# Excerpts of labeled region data
· · ·

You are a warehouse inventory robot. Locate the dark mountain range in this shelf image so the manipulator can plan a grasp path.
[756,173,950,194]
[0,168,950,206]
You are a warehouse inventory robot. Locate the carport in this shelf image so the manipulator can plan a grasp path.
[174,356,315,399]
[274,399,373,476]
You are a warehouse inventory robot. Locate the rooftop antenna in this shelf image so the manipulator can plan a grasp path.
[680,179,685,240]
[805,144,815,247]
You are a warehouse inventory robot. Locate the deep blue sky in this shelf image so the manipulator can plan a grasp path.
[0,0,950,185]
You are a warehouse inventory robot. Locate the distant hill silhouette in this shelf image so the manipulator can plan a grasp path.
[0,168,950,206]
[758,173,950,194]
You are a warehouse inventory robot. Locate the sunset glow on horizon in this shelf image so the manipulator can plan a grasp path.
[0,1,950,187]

· · ·

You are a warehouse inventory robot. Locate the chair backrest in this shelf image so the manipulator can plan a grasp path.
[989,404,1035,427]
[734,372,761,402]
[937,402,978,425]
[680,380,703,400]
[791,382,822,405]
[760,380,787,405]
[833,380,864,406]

· · ·

# DESCRIPTION OF THE TASK
Please report how many lines of the records contain the string "path", with case counting. Give only the number.

# EXERCISE RESPONSE
7